• _DATA RECORDS_:

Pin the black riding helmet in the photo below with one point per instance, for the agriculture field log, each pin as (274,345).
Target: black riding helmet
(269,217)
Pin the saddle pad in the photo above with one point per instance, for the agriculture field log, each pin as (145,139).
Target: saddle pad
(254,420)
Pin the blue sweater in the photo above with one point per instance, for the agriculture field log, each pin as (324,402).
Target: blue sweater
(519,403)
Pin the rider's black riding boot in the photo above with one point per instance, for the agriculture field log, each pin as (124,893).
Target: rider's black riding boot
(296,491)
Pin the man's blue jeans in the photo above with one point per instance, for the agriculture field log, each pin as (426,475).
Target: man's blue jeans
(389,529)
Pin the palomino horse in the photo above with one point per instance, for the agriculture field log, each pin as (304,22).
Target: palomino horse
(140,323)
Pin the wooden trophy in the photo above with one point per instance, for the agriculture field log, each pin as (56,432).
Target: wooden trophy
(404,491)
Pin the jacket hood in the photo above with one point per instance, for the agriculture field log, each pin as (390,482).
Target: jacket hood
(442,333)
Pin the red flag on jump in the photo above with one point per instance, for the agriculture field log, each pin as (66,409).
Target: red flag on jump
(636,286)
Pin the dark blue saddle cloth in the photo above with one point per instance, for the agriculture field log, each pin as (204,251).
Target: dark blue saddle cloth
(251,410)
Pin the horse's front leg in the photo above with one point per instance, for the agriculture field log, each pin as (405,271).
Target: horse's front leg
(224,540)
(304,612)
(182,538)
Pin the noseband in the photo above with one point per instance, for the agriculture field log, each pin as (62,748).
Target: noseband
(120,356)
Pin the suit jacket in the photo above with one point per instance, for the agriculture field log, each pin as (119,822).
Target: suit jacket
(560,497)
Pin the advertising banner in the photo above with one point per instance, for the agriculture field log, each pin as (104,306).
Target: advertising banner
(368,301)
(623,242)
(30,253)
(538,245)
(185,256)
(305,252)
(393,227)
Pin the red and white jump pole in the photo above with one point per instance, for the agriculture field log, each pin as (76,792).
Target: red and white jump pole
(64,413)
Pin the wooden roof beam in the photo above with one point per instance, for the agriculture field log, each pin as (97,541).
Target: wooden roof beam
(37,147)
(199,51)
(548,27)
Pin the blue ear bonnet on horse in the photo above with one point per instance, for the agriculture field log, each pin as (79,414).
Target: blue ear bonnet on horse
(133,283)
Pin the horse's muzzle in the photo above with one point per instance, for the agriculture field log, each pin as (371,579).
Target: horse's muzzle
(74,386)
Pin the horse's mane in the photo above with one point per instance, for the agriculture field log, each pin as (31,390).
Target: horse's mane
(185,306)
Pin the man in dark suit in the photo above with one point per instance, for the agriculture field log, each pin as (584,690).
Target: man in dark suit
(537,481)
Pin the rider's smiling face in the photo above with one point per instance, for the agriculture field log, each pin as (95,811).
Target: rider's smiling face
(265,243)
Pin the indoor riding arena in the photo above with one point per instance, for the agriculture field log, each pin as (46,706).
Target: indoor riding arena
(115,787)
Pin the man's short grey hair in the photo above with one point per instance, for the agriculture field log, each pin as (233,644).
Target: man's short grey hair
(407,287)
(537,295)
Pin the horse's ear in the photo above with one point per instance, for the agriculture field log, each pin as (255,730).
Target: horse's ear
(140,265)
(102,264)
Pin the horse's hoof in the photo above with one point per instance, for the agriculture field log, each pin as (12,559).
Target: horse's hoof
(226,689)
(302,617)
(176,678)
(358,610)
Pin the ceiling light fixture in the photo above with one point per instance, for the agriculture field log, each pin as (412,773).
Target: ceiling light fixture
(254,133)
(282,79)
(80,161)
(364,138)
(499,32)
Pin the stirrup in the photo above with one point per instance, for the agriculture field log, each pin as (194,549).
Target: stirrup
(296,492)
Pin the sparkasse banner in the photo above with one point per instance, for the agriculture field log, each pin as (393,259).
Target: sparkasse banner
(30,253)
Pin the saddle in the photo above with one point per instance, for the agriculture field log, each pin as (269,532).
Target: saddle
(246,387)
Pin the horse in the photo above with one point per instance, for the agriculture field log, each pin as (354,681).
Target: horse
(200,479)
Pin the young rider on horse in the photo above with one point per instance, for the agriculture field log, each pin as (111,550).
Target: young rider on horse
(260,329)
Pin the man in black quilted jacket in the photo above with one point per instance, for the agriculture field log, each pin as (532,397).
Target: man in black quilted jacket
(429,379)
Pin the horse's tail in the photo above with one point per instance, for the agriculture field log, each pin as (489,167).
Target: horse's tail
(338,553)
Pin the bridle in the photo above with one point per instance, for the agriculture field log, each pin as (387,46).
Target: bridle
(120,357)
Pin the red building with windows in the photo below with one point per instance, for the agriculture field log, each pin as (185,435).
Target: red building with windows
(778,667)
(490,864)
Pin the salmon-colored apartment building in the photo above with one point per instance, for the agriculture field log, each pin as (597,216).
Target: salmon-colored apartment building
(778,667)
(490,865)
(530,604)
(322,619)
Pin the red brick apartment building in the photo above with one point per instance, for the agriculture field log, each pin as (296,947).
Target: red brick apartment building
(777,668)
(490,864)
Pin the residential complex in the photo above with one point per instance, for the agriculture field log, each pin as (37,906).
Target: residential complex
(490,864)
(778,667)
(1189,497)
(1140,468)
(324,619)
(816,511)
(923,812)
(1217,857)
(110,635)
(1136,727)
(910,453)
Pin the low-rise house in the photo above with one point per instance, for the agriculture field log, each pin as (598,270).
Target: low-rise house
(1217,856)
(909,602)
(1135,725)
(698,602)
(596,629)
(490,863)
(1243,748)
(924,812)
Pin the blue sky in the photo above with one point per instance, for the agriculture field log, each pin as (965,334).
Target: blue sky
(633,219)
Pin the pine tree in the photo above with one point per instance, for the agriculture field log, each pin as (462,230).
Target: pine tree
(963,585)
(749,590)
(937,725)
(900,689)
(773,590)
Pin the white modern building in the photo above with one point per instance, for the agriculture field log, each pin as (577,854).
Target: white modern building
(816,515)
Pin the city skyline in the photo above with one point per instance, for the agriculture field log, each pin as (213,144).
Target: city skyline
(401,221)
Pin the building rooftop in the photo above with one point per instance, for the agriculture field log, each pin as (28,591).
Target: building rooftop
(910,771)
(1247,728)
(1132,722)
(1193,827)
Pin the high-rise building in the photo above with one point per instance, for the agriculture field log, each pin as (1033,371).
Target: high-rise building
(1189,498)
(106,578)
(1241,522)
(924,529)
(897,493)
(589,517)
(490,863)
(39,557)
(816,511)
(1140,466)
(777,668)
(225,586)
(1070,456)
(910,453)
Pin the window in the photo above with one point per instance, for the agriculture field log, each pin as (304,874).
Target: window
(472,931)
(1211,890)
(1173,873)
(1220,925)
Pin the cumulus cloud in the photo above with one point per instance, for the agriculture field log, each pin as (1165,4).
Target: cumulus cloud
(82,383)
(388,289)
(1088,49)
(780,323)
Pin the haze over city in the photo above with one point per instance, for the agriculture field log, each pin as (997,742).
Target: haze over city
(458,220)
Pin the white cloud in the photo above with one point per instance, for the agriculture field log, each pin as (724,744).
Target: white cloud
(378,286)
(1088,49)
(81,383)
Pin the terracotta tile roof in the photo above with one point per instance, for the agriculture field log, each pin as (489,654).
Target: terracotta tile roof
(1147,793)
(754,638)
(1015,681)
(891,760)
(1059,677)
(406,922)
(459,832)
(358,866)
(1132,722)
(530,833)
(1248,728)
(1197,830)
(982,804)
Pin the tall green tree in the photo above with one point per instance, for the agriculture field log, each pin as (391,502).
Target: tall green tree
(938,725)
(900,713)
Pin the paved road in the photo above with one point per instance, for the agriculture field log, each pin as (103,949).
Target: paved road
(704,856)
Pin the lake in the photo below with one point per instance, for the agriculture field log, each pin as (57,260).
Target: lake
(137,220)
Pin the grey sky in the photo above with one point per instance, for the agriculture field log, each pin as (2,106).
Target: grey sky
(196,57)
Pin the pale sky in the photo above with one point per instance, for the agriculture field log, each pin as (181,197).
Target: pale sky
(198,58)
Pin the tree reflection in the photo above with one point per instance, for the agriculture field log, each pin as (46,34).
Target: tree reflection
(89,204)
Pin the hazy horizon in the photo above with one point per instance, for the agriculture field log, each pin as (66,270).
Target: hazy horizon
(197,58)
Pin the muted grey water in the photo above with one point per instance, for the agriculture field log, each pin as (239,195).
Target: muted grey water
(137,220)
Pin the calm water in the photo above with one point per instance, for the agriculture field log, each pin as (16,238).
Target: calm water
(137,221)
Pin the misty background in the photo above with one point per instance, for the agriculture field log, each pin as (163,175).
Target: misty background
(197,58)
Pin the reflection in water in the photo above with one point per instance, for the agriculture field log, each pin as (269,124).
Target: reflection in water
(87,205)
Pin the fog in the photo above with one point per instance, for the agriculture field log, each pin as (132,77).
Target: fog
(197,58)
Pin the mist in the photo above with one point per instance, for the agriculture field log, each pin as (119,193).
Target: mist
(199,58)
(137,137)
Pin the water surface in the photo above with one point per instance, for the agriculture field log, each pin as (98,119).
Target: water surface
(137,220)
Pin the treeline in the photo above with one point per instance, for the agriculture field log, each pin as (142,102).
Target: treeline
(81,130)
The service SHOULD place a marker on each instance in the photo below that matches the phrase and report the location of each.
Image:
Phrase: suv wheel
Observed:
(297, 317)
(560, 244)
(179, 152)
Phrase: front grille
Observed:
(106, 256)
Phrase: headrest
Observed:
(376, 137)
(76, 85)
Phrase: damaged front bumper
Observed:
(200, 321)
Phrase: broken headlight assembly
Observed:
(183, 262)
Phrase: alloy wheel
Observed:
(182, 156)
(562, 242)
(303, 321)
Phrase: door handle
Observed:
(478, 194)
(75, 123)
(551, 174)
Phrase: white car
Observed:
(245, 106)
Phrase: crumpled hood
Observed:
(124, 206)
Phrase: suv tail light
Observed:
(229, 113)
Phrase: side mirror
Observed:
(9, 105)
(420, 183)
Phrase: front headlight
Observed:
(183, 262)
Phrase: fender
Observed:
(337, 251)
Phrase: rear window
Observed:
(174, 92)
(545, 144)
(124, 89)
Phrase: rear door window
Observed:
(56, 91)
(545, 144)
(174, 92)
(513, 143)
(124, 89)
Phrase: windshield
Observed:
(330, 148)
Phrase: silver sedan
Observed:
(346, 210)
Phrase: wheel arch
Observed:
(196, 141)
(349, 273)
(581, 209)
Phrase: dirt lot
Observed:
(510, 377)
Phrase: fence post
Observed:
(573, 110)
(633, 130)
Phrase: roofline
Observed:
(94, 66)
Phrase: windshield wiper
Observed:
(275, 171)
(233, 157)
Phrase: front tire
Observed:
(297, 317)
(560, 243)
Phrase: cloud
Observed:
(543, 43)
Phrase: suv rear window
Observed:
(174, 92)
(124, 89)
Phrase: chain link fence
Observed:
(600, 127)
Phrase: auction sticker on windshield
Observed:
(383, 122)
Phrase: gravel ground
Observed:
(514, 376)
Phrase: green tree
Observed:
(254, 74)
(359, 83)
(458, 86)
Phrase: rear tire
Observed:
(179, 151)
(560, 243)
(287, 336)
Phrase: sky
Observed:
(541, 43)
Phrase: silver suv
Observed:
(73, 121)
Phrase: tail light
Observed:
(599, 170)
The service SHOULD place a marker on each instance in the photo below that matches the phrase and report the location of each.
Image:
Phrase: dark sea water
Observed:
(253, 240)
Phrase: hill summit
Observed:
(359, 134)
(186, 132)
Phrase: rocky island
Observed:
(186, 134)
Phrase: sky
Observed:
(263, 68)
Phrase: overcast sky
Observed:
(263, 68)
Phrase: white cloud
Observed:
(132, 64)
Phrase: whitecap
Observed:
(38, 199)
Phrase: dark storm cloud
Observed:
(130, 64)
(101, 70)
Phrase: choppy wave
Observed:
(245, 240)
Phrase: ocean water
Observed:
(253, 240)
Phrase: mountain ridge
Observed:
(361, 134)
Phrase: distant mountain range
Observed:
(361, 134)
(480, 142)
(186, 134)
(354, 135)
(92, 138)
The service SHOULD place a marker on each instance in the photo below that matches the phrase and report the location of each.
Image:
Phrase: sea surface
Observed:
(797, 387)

• _TASK DESCRIPTION_: Your output should be the lines from the one with "Phrase: chain link fence" through the last line of the entries above, copied exactly and nothing more.

• _OUTPUT OF THE TASK_:
Phrase: chain link fence
Observed:
(600, 127)
Phrase: auction sticker on windshield
Observed:
(383, 122)
Phrase: gravel ground
Observed:
(514, 376)
Phrase: green tree
Observed:
(254, 74)
(359, 83)
(458, 86)
Phrase: rear tire
Observed:
(179, 151)
(560, 243)
(287, 336)
Phrase: sky
Observed:
(541, 43)
Phrase: silver suv
Observed:
(73, 121)
Phrase: tail light
Observed:
(599, 170)
The service SHOULD place a marker on each instance in the photo below that matches the phrase and report the location of each.
Image:
Phrase: dark sea water
Observed:
(253, 240)
Phrase: hill summit
Observed:
(359, 134)
(186, 132)
Phrase: rocky island
Observed:
(186, 134)
Phrase: sky
Observed:
(263, 68)
Phrase: overcast sky
Observed:
(263, 68)
Phrase: white cloud
Observed:
(132, 64)
Phrase: whitecap
Observed:
(38, 199)
Phrase: dark storm cloud
Observed:
(130, 64)
(101, 70)
Phrase: choppy wave
Observed:
(245, 240)
Phrase: ocean water
Observed:
(253, 240)
Phrase: mountain ridge
Observed:
(361, 134)
Phrase: distant mountain range
Observed:
(361, 134)
(480, 142)
(186, 134)
(354, 135)
(92, 138)
The service SHOULD place a marker on each instance in the photo below that matches the phrase and report the location of each.
Image:
Phrase: sea surface
Observed:
(797, 387)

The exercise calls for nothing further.